━━ Dataset excerpts

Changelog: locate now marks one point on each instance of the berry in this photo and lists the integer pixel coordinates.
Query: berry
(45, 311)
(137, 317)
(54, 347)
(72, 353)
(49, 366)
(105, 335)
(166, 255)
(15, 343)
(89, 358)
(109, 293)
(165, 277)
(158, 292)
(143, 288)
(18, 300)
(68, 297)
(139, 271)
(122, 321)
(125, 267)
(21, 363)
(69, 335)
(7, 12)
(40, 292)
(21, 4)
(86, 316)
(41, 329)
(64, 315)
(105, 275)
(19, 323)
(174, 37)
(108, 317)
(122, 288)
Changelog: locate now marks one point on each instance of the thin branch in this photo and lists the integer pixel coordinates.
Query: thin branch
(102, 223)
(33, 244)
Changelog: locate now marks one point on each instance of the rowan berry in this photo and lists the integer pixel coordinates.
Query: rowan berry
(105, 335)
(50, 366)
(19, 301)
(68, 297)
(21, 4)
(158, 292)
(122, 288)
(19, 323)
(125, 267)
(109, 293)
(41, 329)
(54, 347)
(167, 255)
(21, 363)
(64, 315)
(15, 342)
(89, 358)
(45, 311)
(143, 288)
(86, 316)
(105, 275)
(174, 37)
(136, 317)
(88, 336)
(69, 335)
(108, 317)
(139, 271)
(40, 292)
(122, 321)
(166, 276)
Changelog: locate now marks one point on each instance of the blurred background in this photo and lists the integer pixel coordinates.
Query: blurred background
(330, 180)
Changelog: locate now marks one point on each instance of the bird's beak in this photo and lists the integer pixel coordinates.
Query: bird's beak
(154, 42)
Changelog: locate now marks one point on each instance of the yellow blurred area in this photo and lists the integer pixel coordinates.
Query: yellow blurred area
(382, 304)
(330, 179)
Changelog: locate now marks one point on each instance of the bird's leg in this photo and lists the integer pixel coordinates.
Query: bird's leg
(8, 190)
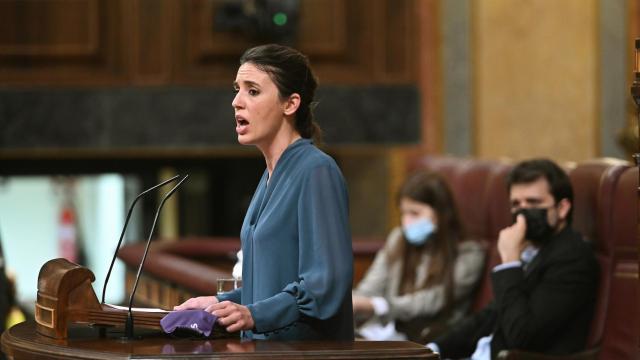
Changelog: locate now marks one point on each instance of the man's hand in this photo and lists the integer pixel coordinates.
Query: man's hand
(362, 305)
(234, 317)
(201, 302)
(511, 240)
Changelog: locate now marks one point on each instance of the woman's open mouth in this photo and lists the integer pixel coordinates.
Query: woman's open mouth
(242, 125)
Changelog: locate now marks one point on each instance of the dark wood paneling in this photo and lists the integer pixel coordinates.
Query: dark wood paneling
(63, 42)
(163, 42)
(348, 41)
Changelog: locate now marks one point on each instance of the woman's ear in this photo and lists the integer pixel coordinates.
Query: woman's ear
(563, 208)
(292, 104)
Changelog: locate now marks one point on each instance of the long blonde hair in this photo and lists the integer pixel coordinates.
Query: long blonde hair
(431, 189)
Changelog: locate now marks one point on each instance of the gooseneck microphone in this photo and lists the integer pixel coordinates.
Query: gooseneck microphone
(129, 322)
(124, 229)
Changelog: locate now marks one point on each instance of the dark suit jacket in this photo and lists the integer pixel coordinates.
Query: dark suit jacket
(547, 308)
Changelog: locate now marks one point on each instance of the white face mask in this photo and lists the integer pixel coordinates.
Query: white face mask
(419, 231)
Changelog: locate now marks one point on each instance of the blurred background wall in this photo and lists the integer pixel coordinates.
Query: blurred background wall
(118, 94)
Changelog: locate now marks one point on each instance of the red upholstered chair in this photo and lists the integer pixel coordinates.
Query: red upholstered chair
(498, 217)
(621, 327)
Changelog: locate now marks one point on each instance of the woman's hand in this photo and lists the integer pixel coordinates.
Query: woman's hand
(234, 317)
(362, 305)
(201, 302)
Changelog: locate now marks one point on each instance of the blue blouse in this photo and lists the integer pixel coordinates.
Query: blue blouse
(297, 257)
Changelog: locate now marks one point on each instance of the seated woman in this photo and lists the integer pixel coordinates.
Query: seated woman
(421, 281)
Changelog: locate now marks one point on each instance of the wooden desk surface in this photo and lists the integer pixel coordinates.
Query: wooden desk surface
(84, 342)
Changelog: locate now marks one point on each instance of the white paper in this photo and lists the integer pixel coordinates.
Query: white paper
(136, 309)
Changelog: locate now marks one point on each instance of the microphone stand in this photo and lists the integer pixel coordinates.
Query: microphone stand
(635, 94)
(129, 323)
(124, 229)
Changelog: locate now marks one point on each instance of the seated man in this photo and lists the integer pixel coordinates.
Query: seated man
(545, 288)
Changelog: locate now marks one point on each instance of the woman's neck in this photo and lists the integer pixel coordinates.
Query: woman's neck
(273, 151)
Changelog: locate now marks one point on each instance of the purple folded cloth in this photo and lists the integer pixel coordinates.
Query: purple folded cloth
(196, 320)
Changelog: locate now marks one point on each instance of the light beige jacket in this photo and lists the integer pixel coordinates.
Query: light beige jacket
(383, 279)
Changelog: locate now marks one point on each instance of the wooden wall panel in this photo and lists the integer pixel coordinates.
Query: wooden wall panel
(50, 29)
(62, 42)
(348, 41)
(165, 42)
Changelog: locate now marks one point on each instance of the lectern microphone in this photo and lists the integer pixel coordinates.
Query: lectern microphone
(635, 86)
(124, 228)
(129, 324)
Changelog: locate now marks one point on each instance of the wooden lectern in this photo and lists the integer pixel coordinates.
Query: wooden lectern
(65, 296)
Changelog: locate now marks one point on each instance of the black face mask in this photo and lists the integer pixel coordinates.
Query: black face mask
(538, 229)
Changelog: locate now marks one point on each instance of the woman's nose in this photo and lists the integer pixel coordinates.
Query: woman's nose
(237, 100)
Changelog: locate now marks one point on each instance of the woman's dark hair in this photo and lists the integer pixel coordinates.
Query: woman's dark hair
(431, 189)
(290, 71)
(529, 171)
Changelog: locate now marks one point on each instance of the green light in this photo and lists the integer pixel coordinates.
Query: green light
(280, 18)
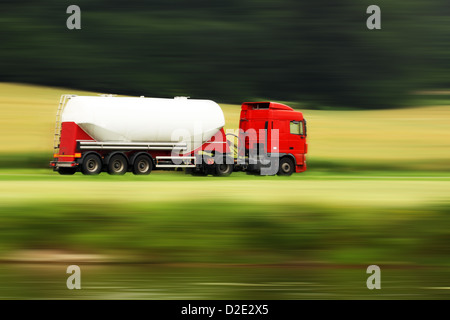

━━━━

** What needs to be done **
Output the records above exactly; leave out the pictures.

** Exercise answer **
Changelog: locate now marks one point on each instance of the berry in this photo and lists the integer pixel coordinates.
Query: berry
(45, 311)
(137, 317)
(54, 347)
(72, 353)
(49, 366)
(105, 335)
(166, 255)
(15, 343)
(89, 358)
(109, 293)
(165, 277)
(158, 292)
(143, 288)
(18, 300)
(68, 297)
(139, 271)
(122, 321)
(125, 267)
(21, 363)
(69, 335)
(7, 12)
(40, 292)
(21, 4)
(86, 316)
(41, 329)
(64, 315)
(105, 275)
(19, 323)
(174, 37)
(108, 317)
(122, 288)
Changelog: locate now marks one point on each instance of the thin branch in this photo and lists the integer pixel coordinates.
Query: thin branch
(102, 223)
(33, 244)
Changelog: locate now marks one point on each instance of the rowan berry in this photo and lists the integer pixel coordinates.
Query: rowan berry
(105, 335)
(50, 366)
(19, 301)
(68, 297)
(21, 4)
(158, 292)
(122, 288)
(19, 323)
(125, 267)
(109, 293)
(41, 329)
(54, 347)
(167, 255)
(21, 363)
(64, 315)
(15, 342)
(89, 358)
(45, 311)
(143, 288)
(86, 316)
(105, 275)
(174, 37)
(136, 317)
(88, 336)
(69, 335)
(108, 317)
(139, 271)
(40, 292)
(122, 321)
(166, 276)
Changelog: locate now marks one point on each instance of the blurred background in this photo and lists the integer pixel coordinates.
Query: blurred background
(330, 180)
Changelog: locate now marks one point on each instance of the bird's beak in this photo and lists the integer pixel coordinates.
Query: bird's beak
(154, 42)
Changelog: locate now marks one point on each instance of the yellow blurred area in this photo and lists the integer pixel coordinates.
Query: yellow blurred area
(382, 304)
(330, 179)
Changelog: locate now marks one point on each instance of the bird's leg in this photo and lists the integer pixel coordinates.
Query: bird's leg
(8, 190)
Changelog: locate now marks one point on each instance of the man's hand in this photo and lists the integer pixel coordinates.
Query: man's hand
(362, 305)
(234, 317)
(201, 302)
(511, 240)
Changelog: locate now marks one point on each instance of the woman's open mouth in this photo and lists the integer pixel coordinates.
Query: woman's open mouth
(242, 125)
Changelog: locate now marks one point on each instance of the dark wood paneling in this photo and lists the integer pixel coordinates.
Query: dark wood paneling
(63, 42)
(163, 42)
(348, 41)
Changelog: locate now marks one point on each instance of the woman's ear in this photo and lists the integer pixel coordinates.
Query: woman's ear
(563, 208)
(292, 104)
Changelog: locate now marks one point on each instance of the long blonde hair in this photo and lists the integer pixel coordinates.
Query: long blonde hair
(431, 189)
Changelog: locate now marks one point on each instance of the gooseneck microphone in this photo and lists the integer pixel coordinates.
Query: gooseneck microphone
(129, 322)
(124, 229)
Changelog: locate now marks one point on each instance of the dark suit jacket in this photo and lists the integer pixel coordinates.
Query: dark suit jacket
(547, 308)
Changelog: locate now marks one point on each instance of the white face mask in this photo and lists the integer pixel coordinates.
Query: white face mask
(419, 231)
Changelog: locate now marks one point on each instance of the blurred background wall in this photo and lists the integer pixel coordinates.
Query: blurred background wall
(118, 94)
Changelog: locate now marks one point on each instance of the red upholstered chair in this photo and lists the integer pixel coordinates.
Query: red upholstered chair
(498, 217)
(621, 327)
Changelog: locate now marks one point on each instance of the woman's hand in this photo and lists the integer pixel coordinates.
Query: woman's hand
(234, 317)
(362, 305)
(201, 302)
Changelog: locate now marks one point on each instance of the blue blouse in this photo and lists the integer pixel coordinates.
Query: blue blouse
(297, 257)
Changelog: locate now marks one point on each instance of the seated woman in this photo and lists the integer pixel coordinates.
Query: seated woman
(421, 281)
Changelog: locate now marks one point on each instance of the wooden desk surface in this photo and lists the integer pixel coordinates.
Query: wooden desk surface
(84, 342)
Changelog: locate now marks one point on each instance of the white paper in this photo and lists the integer pixel coordinates.
Query: white paper
(136, 309)
Changelog: locate now marks one point on each instance of the microphone stand in this photo and lists the integer pixel coordinates.
Query: microphone stand
(635, 94)
(129, 323)
(124, 229)
Changelog: locate now marks one point on each instance of the seated man in this photo and lists the integer pixel coordinates.
Query: seated man
(545, 288)
Changelog: locate now marks one point on each instance of the woman's neck in this photo and lists the integer pixel coordinates.
Query: woman's neck
(273, 151)
Changelog: locate now marks one point on each instance of the purple folded cloth in this photo and lists the integer pixel coordinates.
Query: purple folded cloth
(196, 320)
Changelog: locate now marks one point on each instance of the light beige jacket in this photo and lists the integer pixel coordinates.
Query: light beige jacket
(383, 279)
Changelog: locate now marks one point on each instance of the wooden wall panel in this photo and lists the integer pixel coordinates.
Query: wooden wall panel
(50, 29)
(62, 42)
(348, 41)
(165, 42)
Changelog: locate now marks one point on each instance of the lectern microphone in this photo and lists the integer pixel coordinates.
Query: lectern microphone
(635, 86)
(124, 228)
(129, 324)
Changelog: locate now marks one point on each instance of the wooden lectern in this photo and lists the integer pixel coordinates.
Query: wooden lectern
(65, 296)
Changelog: locate now marks one point on each instance of the black face mask in this photo and lists the integer pixel coordinates.
Query: black face mask
(538, 229)
Changelog: locate now marks one point on each instance of the woman's nose in this photo and lists the integer pixel coordinates.
Query: woman's nose
(237, 100)
Changelog: locate now marks one point on each instance of the woman's dark hair in this photo and lists the integer pixel coordinates.
Query: woman's dark hair
(431, 189)
(290, 71)
(529, 171)
Changelog: locate now marks one point on each instance of the green light in this photo and lists the integer pixel coordinates.
Query: green light
(280, 18)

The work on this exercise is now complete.